**Work required**
How many rows below contain the word "blue"? Reply with the number alone.

**Recorded information**
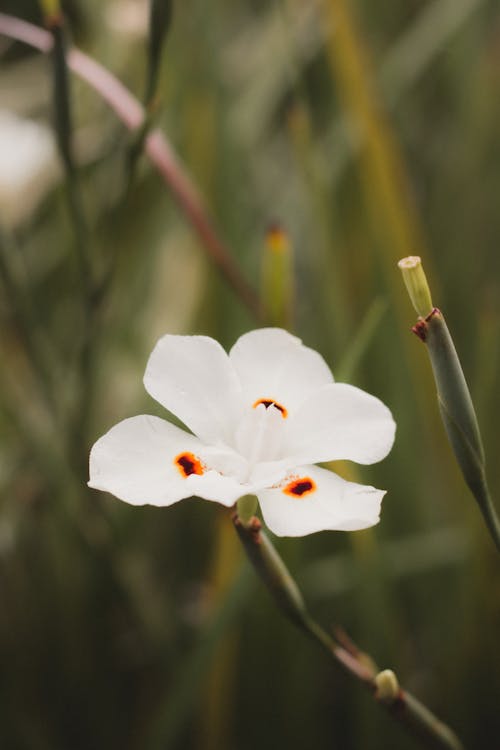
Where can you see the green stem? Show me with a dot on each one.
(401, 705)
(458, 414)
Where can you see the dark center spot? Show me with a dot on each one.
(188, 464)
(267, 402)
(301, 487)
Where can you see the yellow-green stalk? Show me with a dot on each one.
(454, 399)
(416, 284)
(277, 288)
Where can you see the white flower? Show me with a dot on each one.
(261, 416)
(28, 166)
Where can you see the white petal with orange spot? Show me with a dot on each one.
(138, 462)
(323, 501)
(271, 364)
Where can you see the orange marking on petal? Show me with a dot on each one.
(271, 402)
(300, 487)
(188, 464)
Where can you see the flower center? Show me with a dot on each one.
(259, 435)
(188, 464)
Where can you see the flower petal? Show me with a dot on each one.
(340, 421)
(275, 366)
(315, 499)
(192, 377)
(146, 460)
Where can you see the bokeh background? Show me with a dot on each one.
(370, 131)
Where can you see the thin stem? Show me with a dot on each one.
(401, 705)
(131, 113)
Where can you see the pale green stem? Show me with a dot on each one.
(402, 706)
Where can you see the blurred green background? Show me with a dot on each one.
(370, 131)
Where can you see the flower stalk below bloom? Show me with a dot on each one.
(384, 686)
==
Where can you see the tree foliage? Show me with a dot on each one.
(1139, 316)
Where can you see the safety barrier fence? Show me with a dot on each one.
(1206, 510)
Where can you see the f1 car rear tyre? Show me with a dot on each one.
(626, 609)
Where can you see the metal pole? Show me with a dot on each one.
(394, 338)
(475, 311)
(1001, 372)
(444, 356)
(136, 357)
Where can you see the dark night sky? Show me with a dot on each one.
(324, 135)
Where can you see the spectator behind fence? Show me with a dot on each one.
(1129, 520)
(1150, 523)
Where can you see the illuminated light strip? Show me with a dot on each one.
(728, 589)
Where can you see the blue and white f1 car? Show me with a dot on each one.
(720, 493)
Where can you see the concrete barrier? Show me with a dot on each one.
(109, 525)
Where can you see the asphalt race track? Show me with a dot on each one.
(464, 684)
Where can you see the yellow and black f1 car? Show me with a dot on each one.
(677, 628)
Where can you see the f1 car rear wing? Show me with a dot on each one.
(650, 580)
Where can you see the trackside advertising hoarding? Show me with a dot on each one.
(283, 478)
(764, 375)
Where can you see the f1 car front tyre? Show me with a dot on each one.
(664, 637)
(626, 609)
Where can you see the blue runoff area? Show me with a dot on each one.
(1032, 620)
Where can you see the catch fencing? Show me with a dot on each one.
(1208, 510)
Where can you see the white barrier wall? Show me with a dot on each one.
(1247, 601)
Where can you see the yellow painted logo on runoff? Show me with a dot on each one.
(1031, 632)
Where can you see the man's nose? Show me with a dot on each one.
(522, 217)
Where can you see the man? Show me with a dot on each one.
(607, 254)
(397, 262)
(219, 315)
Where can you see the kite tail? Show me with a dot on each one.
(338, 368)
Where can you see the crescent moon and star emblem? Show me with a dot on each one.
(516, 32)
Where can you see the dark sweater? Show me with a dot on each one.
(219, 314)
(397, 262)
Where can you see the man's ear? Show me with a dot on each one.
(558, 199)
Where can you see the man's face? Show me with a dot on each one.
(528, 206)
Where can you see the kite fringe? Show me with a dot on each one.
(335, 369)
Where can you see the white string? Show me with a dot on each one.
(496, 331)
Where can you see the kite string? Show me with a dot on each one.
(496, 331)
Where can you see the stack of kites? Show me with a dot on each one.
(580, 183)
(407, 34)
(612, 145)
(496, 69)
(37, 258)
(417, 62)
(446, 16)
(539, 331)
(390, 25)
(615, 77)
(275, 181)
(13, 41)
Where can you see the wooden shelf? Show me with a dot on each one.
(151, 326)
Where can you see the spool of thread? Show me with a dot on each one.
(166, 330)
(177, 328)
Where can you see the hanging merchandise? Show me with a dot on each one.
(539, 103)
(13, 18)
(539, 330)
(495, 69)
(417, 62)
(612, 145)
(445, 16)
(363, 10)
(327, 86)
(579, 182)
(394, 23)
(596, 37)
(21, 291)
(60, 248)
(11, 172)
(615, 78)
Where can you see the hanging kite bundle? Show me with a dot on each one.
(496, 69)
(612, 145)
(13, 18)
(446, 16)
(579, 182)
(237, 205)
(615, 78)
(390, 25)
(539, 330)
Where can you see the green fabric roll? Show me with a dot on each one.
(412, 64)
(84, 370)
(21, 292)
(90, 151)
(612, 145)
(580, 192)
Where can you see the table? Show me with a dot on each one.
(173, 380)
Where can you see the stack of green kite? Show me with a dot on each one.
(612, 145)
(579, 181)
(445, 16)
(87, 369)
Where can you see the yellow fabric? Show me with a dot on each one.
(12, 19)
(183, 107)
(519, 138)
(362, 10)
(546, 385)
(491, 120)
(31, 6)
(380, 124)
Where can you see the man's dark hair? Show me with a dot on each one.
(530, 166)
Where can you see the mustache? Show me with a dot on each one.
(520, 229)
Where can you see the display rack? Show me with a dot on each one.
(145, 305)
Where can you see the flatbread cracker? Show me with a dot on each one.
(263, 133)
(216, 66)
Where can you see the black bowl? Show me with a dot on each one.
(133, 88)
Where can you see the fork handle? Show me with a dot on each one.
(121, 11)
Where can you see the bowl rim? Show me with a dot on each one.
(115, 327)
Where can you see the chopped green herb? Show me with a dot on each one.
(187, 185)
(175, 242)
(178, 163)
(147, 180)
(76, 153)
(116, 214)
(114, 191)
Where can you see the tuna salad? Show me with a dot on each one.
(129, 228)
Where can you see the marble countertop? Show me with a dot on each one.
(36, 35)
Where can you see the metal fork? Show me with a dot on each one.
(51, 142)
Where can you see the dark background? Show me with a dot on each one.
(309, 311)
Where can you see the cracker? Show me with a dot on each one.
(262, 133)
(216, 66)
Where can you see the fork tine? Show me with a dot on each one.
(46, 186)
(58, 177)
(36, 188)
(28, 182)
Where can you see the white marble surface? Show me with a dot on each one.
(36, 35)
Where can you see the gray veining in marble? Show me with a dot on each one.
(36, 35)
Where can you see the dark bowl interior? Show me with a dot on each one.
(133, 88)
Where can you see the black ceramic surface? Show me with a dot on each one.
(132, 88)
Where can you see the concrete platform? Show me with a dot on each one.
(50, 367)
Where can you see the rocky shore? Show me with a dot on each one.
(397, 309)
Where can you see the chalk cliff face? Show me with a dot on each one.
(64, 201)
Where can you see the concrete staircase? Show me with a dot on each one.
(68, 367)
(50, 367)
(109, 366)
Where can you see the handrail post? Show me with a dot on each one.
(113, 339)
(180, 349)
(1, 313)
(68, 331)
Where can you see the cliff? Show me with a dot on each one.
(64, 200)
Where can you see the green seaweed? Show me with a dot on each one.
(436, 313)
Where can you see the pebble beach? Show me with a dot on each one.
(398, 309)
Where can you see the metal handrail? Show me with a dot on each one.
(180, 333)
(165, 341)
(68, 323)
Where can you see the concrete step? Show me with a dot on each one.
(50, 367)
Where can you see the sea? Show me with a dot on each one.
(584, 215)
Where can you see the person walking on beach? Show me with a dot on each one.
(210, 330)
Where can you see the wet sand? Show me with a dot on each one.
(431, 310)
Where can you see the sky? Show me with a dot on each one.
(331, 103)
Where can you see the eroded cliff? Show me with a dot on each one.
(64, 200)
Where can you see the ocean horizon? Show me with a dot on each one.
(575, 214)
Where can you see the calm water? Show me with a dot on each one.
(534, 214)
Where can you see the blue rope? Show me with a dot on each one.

**Complete response**
3